DOCUMENT EXTRACT:
┏━━
Many have wished to know (as future readers may) the nature of the morning draught, or where it could be obtained, but believing it would have been highly imprudent on my part to have presumed that what was proper for my constitution was applicable to all indiscriminately, I could only refer them to a medical adviser for any aid beyond the dietary; assuring them, however, it was not a dram but of an alkaline character.

Some, I believe, would willingly submit to even a violent remedy, so that an immediate benefit could be produced; this is not the object of the treatment, as it cannot but be dangerous, in my humble opinion, to reduce a disease of this nature suddenly; they are probably then too prone to despair of success, and consider it as unalterably connected with their constitution. Many under this feeling doubtless return to their former habits, encouraged so to act by the ill-judged advice of friends, who, I am persuaded (from the correspondence I have had on this most interesting subject) become unthinking accomplices in the destruction of those whom they regard and esteem.

The question of four meals a-day, and the night cap, has been abundantly and amusingly criticized. I ought perhaps to have stated as an excuse for such liberality of diet, that I breakfast between eight and nine o’clock, dine between one and two, take my slight tea meal between five and six, sup at nine, and only take the night cap when inclination directs. My object in naming it at all was, that, as a part of a whole system, it should be known, and to show it is not forbidden to those who are advised that they need such a luxury; nor was it injurious in my case. Some have inquired whether smoking was prohibited. It was not.

It has also been remarked that such a dietary as mine was too good and expensive for a poor man, and that I had wholly lost sight of that class; but a very poor corpulent man is not so frequently met with, inasmuch as the poor cannot afford the simple inexpensive means for creating fat; but when the tendency does exist in that class, I have no doubt it can be remedied by abstinence from the forbidden articles, and a moderate indulgence in such cheap stimulants as may be recommended by a medical adviser, whom they have ample chances of consulting gratuitously.
┗━━
DATA FOR ANALYSIS:
┏━━
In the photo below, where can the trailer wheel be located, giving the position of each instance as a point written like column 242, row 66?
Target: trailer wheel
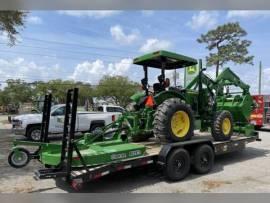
column 19, row 158
column 173, row 121
column 203, row 159
column 222, row 126
column 178, row 164
column 34, row 133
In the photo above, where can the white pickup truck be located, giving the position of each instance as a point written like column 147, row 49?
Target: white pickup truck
column 29, row 125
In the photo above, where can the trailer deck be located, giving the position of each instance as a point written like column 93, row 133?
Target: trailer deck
column 80, row 175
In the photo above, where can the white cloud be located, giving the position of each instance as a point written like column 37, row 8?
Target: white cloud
column 119, row 35
column 204, row 19
column 93, row 71
column 27, row 70
column 247, row 14
column 4, row 36
column 35, row 20
column 92, row 14
column 147, row 12
column 154, row 44
column 120, row 68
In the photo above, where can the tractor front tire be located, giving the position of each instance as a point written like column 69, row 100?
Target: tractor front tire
column 222, row 127
column 173, row 121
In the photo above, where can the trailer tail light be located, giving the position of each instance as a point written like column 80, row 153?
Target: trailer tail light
column 149, row 102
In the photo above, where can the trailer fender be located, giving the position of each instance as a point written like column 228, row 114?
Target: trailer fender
column 188, row 145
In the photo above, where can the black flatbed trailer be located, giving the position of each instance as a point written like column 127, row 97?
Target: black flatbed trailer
column 171, row 157
column 156, row 153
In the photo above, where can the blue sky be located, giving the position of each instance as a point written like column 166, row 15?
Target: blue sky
column 85, row 45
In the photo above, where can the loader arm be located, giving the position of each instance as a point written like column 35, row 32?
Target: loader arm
column 227, row 77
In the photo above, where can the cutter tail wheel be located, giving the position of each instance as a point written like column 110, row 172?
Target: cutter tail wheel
column 222, row 127
column 178, row 164
column 173, row 121
column 203, row 159
column 19, row 158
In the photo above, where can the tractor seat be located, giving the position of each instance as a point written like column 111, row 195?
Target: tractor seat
column 158, row 87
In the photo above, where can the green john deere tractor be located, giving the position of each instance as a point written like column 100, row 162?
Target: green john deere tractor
column 172, row 114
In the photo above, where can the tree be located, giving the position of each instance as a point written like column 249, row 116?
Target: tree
column 16, row 92
column 117, row 88
column 10, row 21
column 227, row 43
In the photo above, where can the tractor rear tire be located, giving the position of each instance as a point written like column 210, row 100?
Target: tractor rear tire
column 173, row 121
column 222, row 126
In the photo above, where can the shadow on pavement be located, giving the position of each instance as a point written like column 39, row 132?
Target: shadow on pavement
column 130, row 180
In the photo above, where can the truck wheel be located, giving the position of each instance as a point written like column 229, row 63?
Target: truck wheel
column 19, row 158
column 222, row 127
column 173, row 121
column 34, row 133
column 178, row 164
column 203, row 159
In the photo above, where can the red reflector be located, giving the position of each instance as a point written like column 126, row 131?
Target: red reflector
column 96, row 176
column 119, row 168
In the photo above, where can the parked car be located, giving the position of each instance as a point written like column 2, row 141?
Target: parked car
column 29, row 125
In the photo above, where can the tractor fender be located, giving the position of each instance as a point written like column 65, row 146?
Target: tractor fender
column 161, row 97
column 189, row 145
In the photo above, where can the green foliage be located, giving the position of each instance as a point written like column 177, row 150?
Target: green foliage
column 15, row 92
column 226, row 44
column 117, row 88
column 10, row 21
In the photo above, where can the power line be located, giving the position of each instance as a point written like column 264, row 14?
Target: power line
column 64, row 57
column 67, row 84
column 65, row 50
column 79, row 45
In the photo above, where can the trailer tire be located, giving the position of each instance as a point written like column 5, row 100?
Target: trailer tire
column 173, row 121
column 34, row 133
column 203, row 159
column 18, row 163
column 222, row 126
column 177, row 165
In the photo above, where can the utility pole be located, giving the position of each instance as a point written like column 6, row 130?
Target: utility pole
column 174, row 77
column 260, row 77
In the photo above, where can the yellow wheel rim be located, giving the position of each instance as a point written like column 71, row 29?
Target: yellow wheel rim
column 180, row 123
column 226, row 126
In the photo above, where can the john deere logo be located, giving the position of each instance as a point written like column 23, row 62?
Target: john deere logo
column 191, row 69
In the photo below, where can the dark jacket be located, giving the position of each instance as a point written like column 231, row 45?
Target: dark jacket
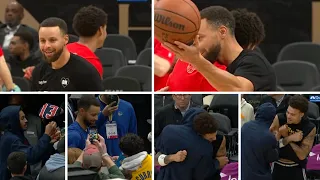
column 258, row 145
column 199, row 164
column 14, row 140
column 22, row 27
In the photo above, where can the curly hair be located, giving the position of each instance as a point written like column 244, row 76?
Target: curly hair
column 249, row 30
column 204, row 123
column 299, row 102
column 88, row 20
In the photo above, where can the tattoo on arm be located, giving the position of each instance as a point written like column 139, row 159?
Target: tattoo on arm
column 222, row 149
column 303, row 150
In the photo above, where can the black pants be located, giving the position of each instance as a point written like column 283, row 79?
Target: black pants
column 281, row 172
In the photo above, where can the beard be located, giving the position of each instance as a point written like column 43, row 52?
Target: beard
column 213, row 53
column 54, row 57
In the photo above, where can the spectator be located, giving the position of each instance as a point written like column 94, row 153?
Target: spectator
column 88, row 110
column 122, row 116
column 172, row 113
column 54, row 168
column 17, row 165
column 90, row 24
column 14, row 13
column 14, row 140
column 21, row 57
column 62, row 70
column 137, row 161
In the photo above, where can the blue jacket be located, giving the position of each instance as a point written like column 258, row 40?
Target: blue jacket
column 258, row 145
column 14, row 140
column 199, row 164
column 77, row 136
column 126, row 120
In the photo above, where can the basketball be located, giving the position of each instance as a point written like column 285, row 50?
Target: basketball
column 176, row 20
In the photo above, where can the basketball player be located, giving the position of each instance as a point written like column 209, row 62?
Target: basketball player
column 5, row 74
column 246, row 70
column 249, row 32
column 296, row 134
column 62, row 71
column 90, row 24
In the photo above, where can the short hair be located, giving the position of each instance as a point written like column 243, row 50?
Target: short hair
column 249, row 28
column 86, row 101
column 25, row 37
column 204, row 123
column 131, row 144
column 299, row 102
column 218, row 16
column 88, row 20
column 16, row 162
column 53, row 22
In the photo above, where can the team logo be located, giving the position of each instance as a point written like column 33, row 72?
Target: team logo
column 65, row 82
column 190, row 69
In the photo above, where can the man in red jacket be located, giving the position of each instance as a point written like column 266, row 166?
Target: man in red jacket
column 90, row 24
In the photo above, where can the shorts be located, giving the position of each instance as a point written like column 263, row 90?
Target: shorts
column 282, row 171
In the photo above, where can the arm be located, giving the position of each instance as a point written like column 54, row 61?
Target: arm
column 304, row 149
column 5, row 74
column 133, row 121
column 34, row 153
column 220, row 79
column 161, row 66
column 222, row 149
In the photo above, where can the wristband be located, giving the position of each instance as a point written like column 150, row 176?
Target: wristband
column 281, row 145
column 161, row 160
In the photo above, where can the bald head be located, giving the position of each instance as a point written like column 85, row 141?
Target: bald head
column 13, row 14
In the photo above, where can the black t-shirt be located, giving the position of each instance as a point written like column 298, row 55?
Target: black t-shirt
column 76, row 75
column 253, row 66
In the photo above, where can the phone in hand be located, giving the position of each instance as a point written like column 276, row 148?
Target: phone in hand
column 93, row 133
column 112, row 98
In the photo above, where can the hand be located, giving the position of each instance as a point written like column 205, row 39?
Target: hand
column 179, row 156
column 109, row 109
column 55, row 137
column 222, row 161
column 283, row 130
column 296, row 137
column 165, row 89
column 51, row 129
column 186, row 53
column 100, row 144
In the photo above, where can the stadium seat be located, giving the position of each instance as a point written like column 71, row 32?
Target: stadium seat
column 148, row 44
column 121, row 84
column 123, row 43
column 303, row 51
column 111, row 59
column 23, row 84
column 296, row 75
column 141, row 73
column 226, row 104
column 73, row 38
column 145, row 57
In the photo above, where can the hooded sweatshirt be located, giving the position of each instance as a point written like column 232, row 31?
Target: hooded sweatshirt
column 258, row 145
column 199, row 164
column 14, row 140
column 53, row 169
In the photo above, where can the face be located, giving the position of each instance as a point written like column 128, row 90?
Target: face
column 23, row 120
column 103, row 35
column 91, row 115
column 182, row 100
column 52, row 43
column 17, row 47
column 210, row 137
column 13, row 14
column 294, row 115
column 209, row 41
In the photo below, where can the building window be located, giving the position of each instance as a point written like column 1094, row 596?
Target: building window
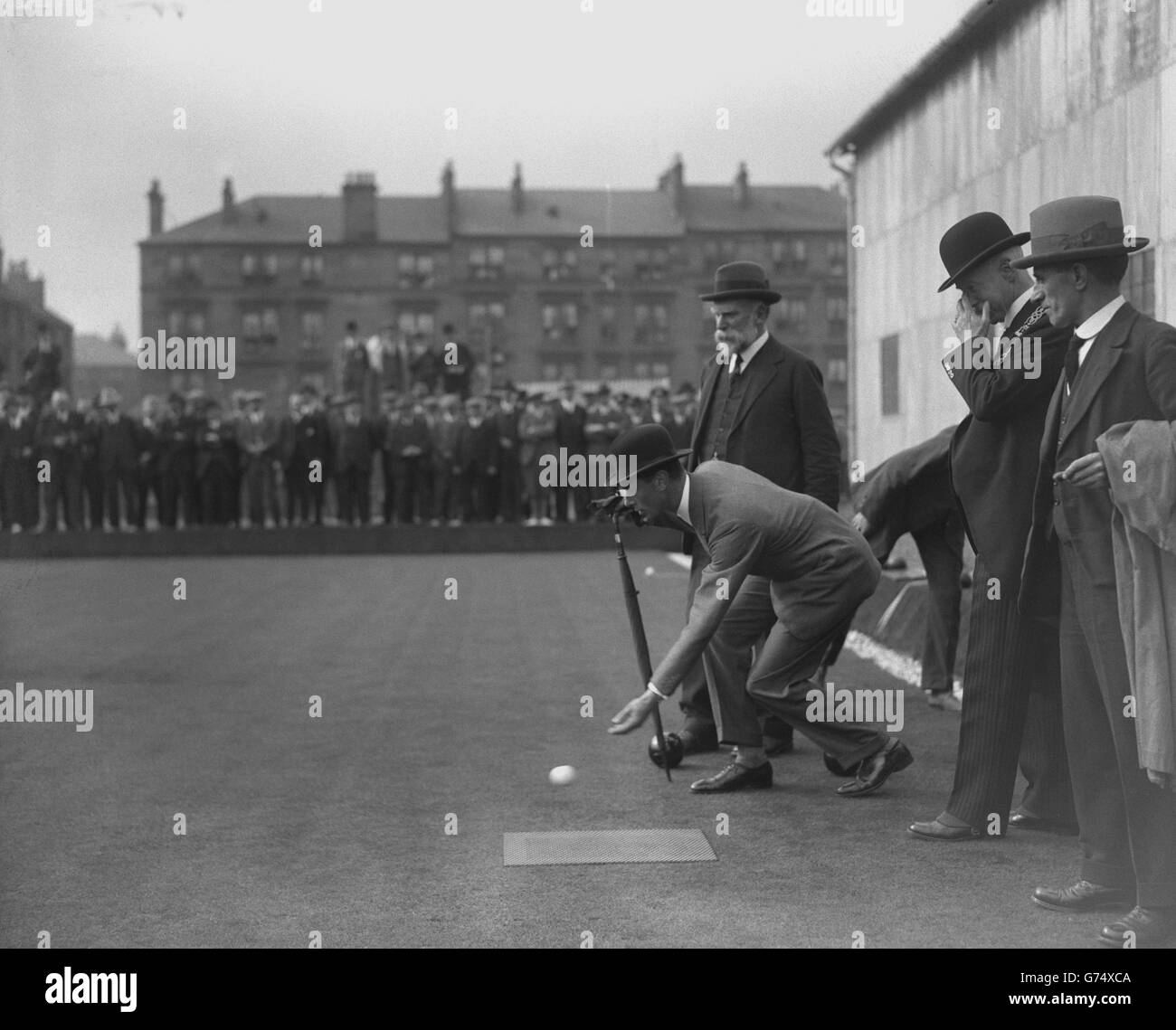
column 487, row 262
column 313, row 329
column 608, row 269
column 792, row 313
column 415, row 324
column 486, row 317
column 1140, row 284
column 415, row 270
column 650, row 324
column 560, row 321
column 789, row 253
column 312, row 269
column 836, row 257
column 889, row 379
column 607, row 314
column 557, row 267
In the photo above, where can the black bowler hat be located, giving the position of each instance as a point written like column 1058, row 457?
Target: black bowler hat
column 741, row 280
column 972, row 240
column 650, row 446
column 1075, row 228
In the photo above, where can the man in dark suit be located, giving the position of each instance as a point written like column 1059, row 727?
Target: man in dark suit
column 1011, row 702
column 118, row 458
column 571, row 431
column 18, row 463
column 478, row 455
column 177, row 465
column 411, row 449
column 59, row 439
column 780, row 564
column 910, row 492
column 1120, row 367
column 354, row 450
column 763, row 407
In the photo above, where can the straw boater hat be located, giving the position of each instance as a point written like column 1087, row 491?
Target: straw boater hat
column 1075, row 228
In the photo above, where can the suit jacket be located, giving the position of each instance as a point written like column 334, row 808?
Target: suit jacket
column 994, row 453
column 820, row 567
column 354, row 446
column 1129, row 374
column 478, row 447
column 60, row 439
column 118, row 445
column 782, row 430
column 258, row 439
column 908, row 492
column 572, row 428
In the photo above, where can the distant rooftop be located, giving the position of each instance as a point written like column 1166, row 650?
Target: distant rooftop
column 516, row 212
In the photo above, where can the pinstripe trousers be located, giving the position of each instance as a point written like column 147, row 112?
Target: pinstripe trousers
column 1011, row 708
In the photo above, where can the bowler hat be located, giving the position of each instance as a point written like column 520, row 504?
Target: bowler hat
column 972, row 240
column 1077, row 227
column 650, row 446
column 741, row 280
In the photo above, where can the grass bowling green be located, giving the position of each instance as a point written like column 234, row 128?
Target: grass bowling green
column 443, row 690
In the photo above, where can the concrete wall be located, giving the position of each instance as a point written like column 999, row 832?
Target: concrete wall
column 1085, row 99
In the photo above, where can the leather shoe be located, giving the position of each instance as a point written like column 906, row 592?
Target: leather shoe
column 935, row 830
column 944, row 700
column 774, row 747
column 698, row 740
column 1082, row 897
column 735, row 778
column 1152, row 928
column 877, row 768
column 1024, row 821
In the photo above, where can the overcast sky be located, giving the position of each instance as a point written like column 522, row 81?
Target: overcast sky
column 287, row 100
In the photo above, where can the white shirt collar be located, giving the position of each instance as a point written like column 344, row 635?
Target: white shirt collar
column 683, row 508
column 1016, row 306
column 755, row 348
column 1093, row 326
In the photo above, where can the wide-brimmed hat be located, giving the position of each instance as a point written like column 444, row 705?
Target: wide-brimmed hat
column 650, row 446
column 1077, row 227
column 741, row 280
column 972, row 240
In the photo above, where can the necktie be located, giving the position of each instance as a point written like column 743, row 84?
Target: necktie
column 1071, row 360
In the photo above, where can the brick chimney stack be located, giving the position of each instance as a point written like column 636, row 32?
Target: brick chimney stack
column 450, row 195
column 359, row 208
column 228, row 201
column 517, row 191
column 673, row 183
column 156, row 208
column 741, row 187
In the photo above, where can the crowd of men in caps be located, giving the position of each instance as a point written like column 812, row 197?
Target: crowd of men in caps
column 428, row 453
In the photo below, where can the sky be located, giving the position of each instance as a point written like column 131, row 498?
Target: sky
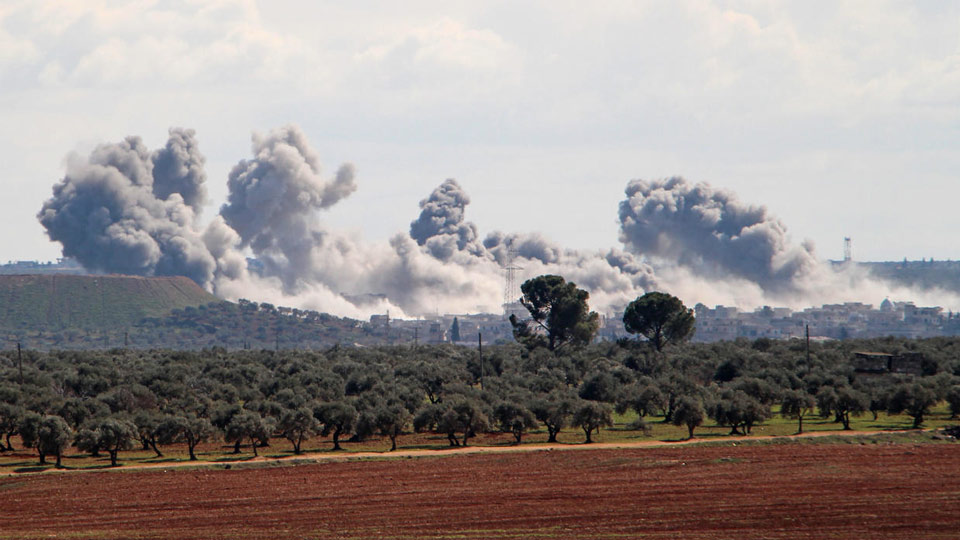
column 842, row 118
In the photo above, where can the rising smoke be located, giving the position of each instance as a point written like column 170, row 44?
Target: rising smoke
column 713, row 234
column 108, row 215
column 126, row 209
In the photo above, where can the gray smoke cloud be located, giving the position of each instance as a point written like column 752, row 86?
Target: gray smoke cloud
column 613, row 277
column 274, row 200
column 441, row 227
column 713, row 233
column 126, row 209
column 106, row 215
column 178, row 168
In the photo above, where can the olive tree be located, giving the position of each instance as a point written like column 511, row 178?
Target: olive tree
column 591, row 416
column 660, row 317
column 337, row 419
column 559, row 314
column 797, row 404
column 50, row 435
column 189, row 429
column 114, row 435
column 514, row 418
column 688, row 412
column 296, row 426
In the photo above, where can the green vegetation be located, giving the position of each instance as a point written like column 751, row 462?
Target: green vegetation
column 161, row 406
column 92, row 302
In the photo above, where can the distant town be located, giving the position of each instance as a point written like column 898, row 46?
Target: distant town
column 829, row 321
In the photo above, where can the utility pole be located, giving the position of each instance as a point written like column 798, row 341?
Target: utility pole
column 480, row 351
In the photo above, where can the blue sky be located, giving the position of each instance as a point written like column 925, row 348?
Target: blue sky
column 841, row 117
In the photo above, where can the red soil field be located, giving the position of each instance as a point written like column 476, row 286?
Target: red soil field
column 876, row 491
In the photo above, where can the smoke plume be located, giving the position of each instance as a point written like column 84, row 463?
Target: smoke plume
column 126, row 209
column 441, row 226
column 178, row 168
column 274, row 200
column 713, row 234
column 107, row 216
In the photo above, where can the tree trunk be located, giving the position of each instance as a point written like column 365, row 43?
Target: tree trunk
column 336, row 439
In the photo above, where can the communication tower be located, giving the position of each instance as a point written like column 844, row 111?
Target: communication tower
column 511, row 291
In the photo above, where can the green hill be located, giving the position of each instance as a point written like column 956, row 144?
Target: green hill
column 92, row 302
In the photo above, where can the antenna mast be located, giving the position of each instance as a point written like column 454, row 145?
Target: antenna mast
column 511, row 291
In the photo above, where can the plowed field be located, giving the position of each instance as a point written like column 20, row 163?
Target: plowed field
column 882, row 491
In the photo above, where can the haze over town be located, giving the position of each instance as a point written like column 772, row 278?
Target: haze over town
column 835, row 117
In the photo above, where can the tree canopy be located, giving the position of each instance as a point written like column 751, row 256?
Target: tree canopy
column 660, row 317
column 559, row 314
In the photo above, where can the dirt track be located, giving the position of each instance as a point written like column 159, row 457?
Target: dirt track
column 402, row 454
column 878, row 491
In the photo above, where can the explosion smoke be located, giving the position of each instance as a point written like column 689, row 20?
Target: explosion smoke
column 107, row 216
column 125, row 209
column 712, row 233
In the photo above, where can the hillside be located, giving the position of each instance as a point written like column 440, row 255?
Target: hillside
column 92, row 302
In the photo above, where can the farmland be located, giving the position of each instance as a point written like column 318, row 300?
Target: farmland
column 873, row 488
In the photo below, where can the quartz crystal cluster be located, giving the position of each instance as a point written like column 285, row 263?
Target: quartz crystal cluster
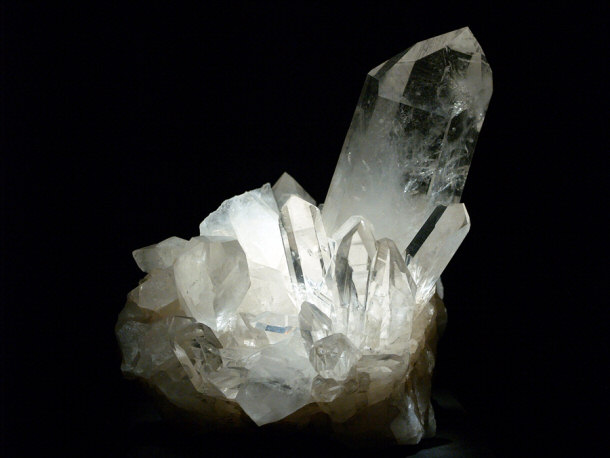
column 282, row 310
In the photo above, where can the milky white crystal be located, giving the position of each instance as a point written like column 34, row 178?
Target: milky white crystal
column 277, row 310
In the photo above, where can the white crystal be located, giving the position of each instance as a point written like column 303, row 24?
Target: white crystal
column 412, row 137
column 278, row 311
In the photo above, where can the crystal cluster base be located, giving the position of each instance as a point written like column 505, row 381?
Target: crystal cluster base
column 281, row 311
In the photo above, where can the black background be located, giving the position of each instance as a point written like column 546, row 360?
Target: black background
column 123, row 125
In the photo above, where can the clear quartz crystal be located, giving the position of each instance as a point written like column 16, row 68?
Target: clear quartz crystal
column 412, row 136
column 278, row 311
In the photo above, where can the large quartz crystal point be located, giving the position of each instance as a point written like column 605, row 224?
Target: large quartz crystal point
column 410, row 143
column 287, row 186
column 279, row 311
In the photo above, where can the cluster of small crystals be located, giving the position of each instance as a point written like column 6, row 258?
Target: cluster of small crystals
column 278, row 307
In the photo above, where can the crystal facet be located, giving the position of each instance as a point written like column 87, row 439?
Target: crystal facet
column 412, row 136
column 278, row 311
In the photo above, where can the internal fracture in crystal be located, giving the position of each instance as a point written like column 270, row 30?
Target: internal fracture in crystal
column 278, row 310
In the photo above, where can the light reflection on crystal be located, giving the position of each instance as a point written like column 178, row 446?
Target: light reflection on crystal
┗━━
REQUIRED ACTION A: Restate the passage on diet and corpulence from "It has also" up to and including "of consulting gratuitously.", substituting "physician" for "medical adviser".
REQUIRED ACTION B: Carry the passage on diet and corpulence forward from its last sentence.

ANSWER SECTION A:
It has also been remarked that such a dietary as mine was too good and expensive for a poor man, and that I had wholly lost sight of that class; but a very poor corpulent man is not so frequently met with, inasmuch as the poor cannot afford the simple inexpensive means for creating fat; but when the tendency does exist in that class, I have no doubt it can be remedied by abstinence from the forbidden articles, and a moderate indulgence in such cheap stimulants as may be recommended by a physician, whom they have ample chances of consulting gratuitously.

ANSWER SECTION B:
I have a very strong feeling that gout (another terrible parasite upon humanity) might be greatly relieved, if not cured entirely, by this proper natural dietary, and sincerely hope some person so afflicted may be induced to practice the harmless plan for three months (as I certainly would if the case were my own) to prove it; but not without advice.

My impression from the experiments I have tried on myself of late is, that saccharine matter is the great moving cause of fatty corpulence. I know that it produces in my individual case increased weight and a large amount of flatulence, and believe, that not only sugar, but all elements tending to create saccharine matter in the process of digestion, should be avoided. I apprehend it will be found in bread, butter, milk, beer, port wine, and champagne; I have not found starchy matter so troublesome as the saccharine, which, I think, largely increases acidity as well as fat, but, with ordinary care and observation, people will soon find what food rests easiest in the stomach, and avoid that which does not, during the probationary trial of the proposed dietary. Vegetables and ripe or stewed fruit I have found ample aperients. Failing this, medical advice should be sought.

The word “parasite” has been much commented upon, as inappropriate to any but a living creeping thing (of course I use the word in a figurative sense, as a burden to the flesh), but if fat is not an insidious creeping enemy, I do not know what is. I should have equally applied the word to gout, rheumatism, dropsy, and many other diseases.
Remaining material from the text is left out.